[START]
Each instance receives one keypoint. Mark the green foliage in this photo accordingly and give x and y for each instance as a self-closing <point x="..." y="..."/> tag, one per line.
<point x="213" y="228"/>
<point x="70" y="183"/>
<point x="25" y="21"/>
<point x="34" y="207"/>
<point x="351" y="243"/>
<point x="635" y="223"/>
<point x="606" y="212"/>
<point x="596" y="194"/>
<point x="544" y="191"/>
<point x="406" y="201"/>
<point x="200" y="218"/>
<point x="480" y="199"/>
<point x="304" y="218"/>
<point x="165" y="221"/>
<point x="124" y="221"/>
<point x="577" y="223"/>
[END]
(Short task) Retype every line of the records above without changing a single character.

(Result for this exercise)
Each instance receives one keypoint. Mark the green foliage in this photo accordingly and give x and y for each instance as a self-closing <point x="..." y="..."/> tag, one per line.
<point x="213" y="228"/>
<point x="70" y="183"/>
<point x="25" y="21"/>
<point x="34" y="207"/>
<point x="351" y="243"/>
<point x="635" y="223"/>
<point x="606" y="212"/>
<point x="596" y="194"/>
<point x="544" y="191"/>
<point x="406" y="201"/>
<point x="200" y="218"/>
<point x="480" y="199"/>
<point x="304" y="218"/>
<point x="165" y="221"/>
<point x="124" y="221"/>
<point x="577" y="223"/>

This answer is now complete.